• _Supplied material_
________

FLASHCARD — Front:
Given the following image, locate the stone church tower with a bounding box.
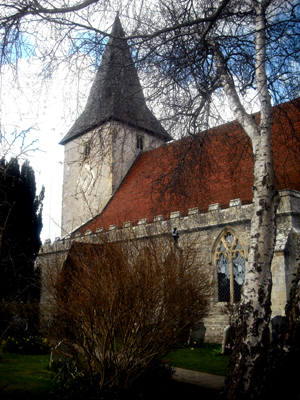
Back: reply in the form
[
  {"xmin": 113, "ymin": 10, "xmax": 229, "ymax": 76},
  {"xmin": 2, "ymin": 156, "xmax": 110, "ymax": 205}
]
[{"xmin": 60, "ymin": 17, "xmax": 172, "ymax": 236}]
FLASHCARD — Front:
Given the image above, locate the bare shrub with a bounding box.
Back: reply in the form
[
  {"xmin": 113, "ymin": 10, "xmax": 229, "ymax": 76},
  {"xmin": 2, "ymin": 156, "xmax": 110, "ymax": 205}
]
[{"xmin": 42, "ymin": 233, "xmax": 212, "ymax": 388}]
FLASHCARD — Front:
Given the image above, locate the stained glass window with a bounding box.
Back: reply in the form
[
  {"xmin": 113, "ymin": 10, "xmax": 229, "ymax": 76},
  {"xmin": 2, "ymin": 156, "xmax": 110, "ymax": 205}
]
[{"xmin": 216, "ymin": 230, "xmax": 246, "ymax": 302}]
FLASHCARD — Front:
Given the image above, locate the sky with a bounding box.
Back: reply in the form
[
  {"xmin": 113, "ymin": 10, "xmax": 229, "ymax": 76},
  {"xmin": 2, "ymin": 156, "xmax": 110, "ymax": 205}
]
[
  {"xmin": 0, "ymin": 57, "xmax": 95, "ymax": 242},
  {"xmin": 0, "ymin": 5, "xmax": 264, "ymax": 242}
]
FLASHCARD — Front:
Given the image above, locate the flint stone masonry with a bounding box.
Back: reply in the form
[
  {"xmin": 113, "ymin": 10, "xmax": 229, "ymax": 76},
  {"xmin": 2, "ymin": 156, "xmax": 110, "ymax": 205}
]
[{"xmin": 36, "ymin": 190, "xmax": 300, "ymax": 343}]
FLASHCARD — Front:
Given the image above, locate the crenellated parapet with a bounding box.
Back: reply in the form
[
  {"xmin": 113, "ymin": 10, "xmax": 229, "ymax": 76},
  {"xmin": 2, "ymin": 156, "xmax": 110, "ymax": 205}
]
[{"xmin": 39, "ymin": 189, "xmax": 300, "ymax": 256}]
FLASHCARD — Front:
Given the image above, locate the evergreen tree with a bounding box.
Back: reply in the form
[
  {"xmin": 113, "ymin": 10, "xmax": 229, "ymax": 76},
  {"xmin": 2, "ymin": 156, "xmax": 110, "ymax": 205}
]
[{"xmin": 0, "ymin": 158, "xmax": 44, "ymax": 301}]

________

• _Short task_
From the entries above, output every line exactly and omit any image.

• _Output of the exercise_
FLASHCARD — Front:
Given the following image, locate the stone church tower with a bounding box.
Back: reply in the form
[
  {"xmin": 113, "ymin": 10, "xmax": 229, "ymax": 76},
  {"xmin": 2, "ymin": 156, "xmax": 110, "ymax": 205}
]
[{"xmin": 60, "ymin": 17, "xmax": 172, "ymax": 236}]
FLASHCARD — Front:
Given the image above, locate the bare shrub with a bounding box.
Back: reply in the form
[
  {"xmin": 113, "ymin": 10, "xmax": 229, "ymax": 76},
  {"xmin": 2, "ymin": 156, "xmax": 110, "ymax": 205}
]
[{"xmin": 42, "ymin": 233, "xmax": 212, "ymax": 388}]
FLASHCARD — Front:
Given the image above, locate the stained glass window with a bounding box.
Back: reply in the form
[
  {"xmin": 113, "ymin": 10, "xmax": 229, "ymax": 76},
  {"xmin": 2, "ymin": 156, "xmax": 110, "ymax": 205}
]
[{"xmin": 216, "ymin": 230, "xmax": 246, "ymax": 302}]
FLASHCARD — Front:
Given the image above, locate the sky with a bounding box.
Back: reply in the form
[
  {"xmin": 113, "ymin": 10, "xmax": 229, "ymax": 76},
  {"xmin": 2, "ymin": 156, "xmax": 110, "ymax": 205}
]
[
  {"xmin": 0, "ymin": 57, "xmax": 95, "ymax": 242},
  {"xmin": 0, "ymin": 5, "xmax": 264, "ymax": 242}
]
FLASHCARD — Front:
Given the image above, locate the flint stone masonry with a bounding box.
Back: reply in the form
[
  {"xmin": 113, "ymin": 10, "xmax": 229, "ymax": 76},
  {"xmin": 2, "ymin": 156, "xmax": 110, "ymax": 205}
]
[{"xmin": 36, "ymin": 190, "xmax": 300, "ymax": 343}]
FLASHCARD — Front:
Given the image above, locate the crenellated parapet with a bounding box.
Back: reply in the form
[
  {"xmin": 113, "ymin": 10, "xmax": 229, "ymax": 76},
  {"xmin": 2, "ymin": 156, "xmax": 110, "ymax": 205}
]
[{"xmin": 39, "ymin": 189, "xmax": 300, "ymax": 256}]
FLASHCARD — Front:
Given the image above, locate the evergreen tree with a bounding box.
Back: reply in the form
[
  {"xmin": 113, "ymin": 10, "xmax": 229, "ymax": 76},
  {"xmin": 2, "ymin": 156, "xmax": 110, "ymax": 205}
]
[{"xmin": 0, "ymin": 158, "xmax": 44, "ymax": 301}]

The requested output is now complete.